--- 選定抜粋 ---

ビデオ会議では、相手の空間にあるものを直接指し示すことが難しい。伝えやすそうで伝えにくい「これは何?」を簡単にできるようにしたソニー製品には、同社が培った映像技術力が発揮されている。
先進的かつ独創的な技術をベースに、総合電機メーカーとして数多くのユニークな製品を世に送り出してきたソニー。その実力はビデオ会議システムの分野でも遺憾なく発揮されており、国内メーカーの中ではトップシェアを誇っている。2009年度はこの分野で過去最高となる売り上げを計上し、その勢いは2010年に入っても続いているという。では、なぜソニーがビデオ会議システム市場で強いのか? その理由は、民生用の液晶テレビからデジタルカメラ、産業用ネットワークカメラに至るまで広範にわたる「映像技術の総合力」にあるようだ。
ソニービジネスソリューション バリュー・クリエイション部門 ソリューションマーケティング部 コミュニケーションプロダクツMK課 統括課長の中村隆昭氏は、ビデオ会議システムの需要の伸びについて「昨今の厳しい経済状況の中でもビデオ会議システムが堅調に伸びているのは、企業にとって経費削減という大きな目的があるから。危機管理面からも、出張せずにコミュニケーションが取れる手段になり得るITツールとして再認識されているが、ここ1年間でビデオ会議システムのハイビジョン(HD)化が進み、会議だけではない新たな需要が創出されている」と指摘する。
HD化によって広がってきた用途の代表例として、文教や医療といった分野が挙げられる。今やビデオ会議システムは、大学での遠隔講義や大学間の研究共有手段として普通に使われるようになった。医療現場では、CT画像が鮮明に見えるため、手術の指針を決定する際のコミュニケーションツールにも利用されている。さらに製造業では、海外拠点との会議のみならず、実際の現場における品質管理への活用も始まっている。製造した基板上の電子部品の浮きやはんだ付け状態などを検討する際に、HD映像が利用されるケースも多くなってきた。
特に同社において、新しいマーケットに対する期待感は大きい。製造プロセスの最適化を行うための監視ツールや自動車・家電製品のデザイン共有など、今後新しい利用シーンでソニーならではの映像技術が生かせるからだ。「テレビ会議システムがHD化されることで、高解像度による大画面化はもちろんのこと、色味の再現性、被写界深度の深さ、リアリティーの向上など、われわれがオーディオ・ビジュアル分野で培ってきたノウハウが大いに役立つようになった。このような周辺技術はどの企業にも負けないと自負している」と中村氏は強調する。さらに、同コミュニケーションプロダクツMK課 統括課長の武田有正氏も「自然の状態をありのままに伝えるオーディオ・ビジュアル技術だけでなく、産業用ネットワークカメラのように“見えないものを見えるようにする技術”にもたけている点が強み」とする。

---

__実施作業__: 上記のソニーのビデオ会議システムに関する抜粋から、「ソニービジネスソリューション バリュー・クリエイション部門 ソリューションマーケティング部」で始まり「たけている点が強み」とする。」で終わる範囲を一字一句違えずに書き写してください。

--- 提供情報 ---

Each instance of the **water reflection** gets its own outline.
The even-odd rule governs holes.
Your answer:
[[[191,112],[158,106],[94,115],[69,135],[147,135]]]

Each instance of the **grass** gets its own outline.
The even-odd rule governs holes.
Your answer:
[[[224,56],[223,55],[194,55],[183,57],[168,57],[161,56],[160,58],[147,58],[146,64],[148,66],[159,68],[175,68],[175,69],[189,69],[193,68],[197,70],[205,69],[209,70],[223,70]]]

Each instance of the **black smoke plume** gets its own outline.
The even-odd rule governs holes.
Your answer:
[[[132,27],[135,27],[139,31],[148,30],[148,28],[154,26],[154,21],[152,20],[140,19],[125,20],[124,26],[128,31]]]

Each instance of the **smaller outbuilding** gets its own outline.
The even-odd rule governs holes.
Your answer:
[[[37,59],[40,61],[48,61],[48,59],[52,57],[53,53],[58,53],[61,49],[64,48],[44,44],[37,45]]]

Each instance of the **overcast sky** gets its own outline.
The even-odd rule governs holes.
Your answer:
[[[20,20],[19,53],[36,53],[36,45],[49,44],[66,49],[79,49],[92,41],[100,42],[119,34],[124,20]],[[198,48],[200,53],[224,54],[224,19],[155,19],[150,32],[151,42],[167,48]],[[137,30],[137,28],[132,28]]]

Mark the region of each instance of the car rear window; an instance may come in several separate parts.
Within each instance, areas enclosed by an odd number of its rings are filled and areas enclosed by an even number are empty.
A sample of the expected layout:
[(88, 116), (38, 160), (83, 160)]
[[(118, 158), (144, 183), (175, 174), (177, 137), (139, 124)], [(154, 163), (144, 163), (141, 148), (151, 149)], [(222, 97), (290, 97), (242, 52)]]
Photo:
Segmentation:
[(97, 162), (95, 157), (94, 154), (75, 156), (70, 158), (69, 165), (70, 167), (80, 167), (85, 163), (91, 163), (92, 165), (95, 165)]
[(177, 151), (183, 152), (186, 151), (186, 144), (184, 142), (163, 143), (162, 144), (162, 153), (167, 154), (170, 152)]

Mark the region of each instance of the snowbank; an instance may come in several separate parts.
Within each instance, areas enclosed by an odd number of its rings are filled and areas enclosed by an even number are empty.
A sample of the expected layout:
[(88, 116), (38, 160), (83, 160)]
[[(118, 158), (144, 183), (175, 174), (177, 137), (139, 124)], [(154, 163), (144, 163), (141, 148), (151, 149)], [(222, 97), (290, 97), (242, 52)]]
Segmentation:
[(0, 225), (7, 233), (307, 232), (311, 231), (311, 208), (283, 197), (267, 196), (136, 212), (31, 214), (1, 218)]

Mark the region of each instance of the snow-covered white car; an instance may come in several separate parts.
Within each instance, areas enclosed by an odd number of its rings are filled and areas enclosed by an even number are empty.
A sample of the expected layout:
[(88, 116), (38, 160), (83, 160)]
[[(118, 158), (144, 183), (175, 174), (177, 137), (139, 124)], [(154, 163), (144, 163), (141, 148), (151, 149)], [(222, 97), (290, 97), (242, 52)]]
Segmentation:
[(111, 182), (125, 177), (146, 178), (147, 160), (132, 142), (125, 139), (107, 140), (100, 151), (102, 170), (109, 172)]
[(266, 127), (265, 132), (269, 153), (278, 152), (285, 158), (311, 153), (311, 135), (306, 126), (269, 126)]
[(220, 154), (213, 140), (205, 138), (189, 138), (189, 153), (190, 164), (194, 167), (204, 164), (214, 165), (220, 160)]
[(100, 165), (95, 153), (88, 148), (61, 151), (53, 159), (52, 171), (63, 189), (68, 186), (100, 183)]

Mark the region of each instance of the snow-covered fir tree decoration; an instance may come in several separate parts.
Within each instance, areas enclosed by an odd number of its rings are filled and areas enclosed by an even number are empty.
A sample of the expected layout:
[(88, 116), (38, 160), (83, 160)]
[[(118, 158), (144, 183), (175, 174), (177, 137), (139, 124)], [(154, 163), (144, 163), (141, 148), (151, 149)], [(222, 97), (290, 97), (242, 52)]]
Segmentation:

---

__作業への回答__:
ソニービジネスソリューション バリュー・クリエイション部門 ソリューションマーケティング部 コミュニケーションプロダクツMK課 統括課長の中村隆昭氏は、ビデオ会議システムの需要の伸びについて「昨今の厳しい経済状況の中でもビデオ会議システムが堅調に伸びているのは、企業にとって経費削減という大きな目的があるから。危機管理面からも、出張せずにコミュニケーションが取れる手段になり得るITツールとして再認識されているが、ここ1年間でビデオ会議システムのハイビジョン(HD)化が進み、会議だけではない新たな需要が創出されている」と指摘する。
HD化によって広がってきた用途の代表例として、文教や医療といった分野が挙げられる。今やビデオ会議システムは、大学での遠隔講義や大学間の研究共有手段として普通に使われるようになった。医療現場では、CT画像が鮮明に見えるため、手術の指針を決定する際のコミュニケーションツールにも利用されている。さらに製造業では、海外拠点との会議のみならず、実際の現場における品質管理への活用も始まっている。製造した基板上の電子部品の浮きやはんだ付け状態などを検討する際に、HD映像が利用されるケースも多くなってきた。
特に同社において、新しいマーケットに対する期待感は大きい。製造プロセスの最適化を行うための監視ツールや自動車・家電製品のデザイン共有など、今後新しい利用シーンでソニーならではの映像技術が生かせるからだ。「テレビ会議システムがHD化されることで、高解像度による大画面化はもちろんのこと、色味の再現性、被写界深度の深さ、リアリティーの向上など、われわれがオーディオ・ビジュアル分野で培ってきたノウハウが大いに役立つようになった。このような周辺技術はどの企業にも負けないと自負している」と中村氏は強調する。さらに、同コミュニケーションプロダクツMK課 統括課長の武田有正氏も「自然の状態をありのままに伝えるオーディオ・ビジュアル技術だけでなく、産業用ネットワークカメラのように“見えないものを見えるようにする技術”にもたけている点が強み」とする。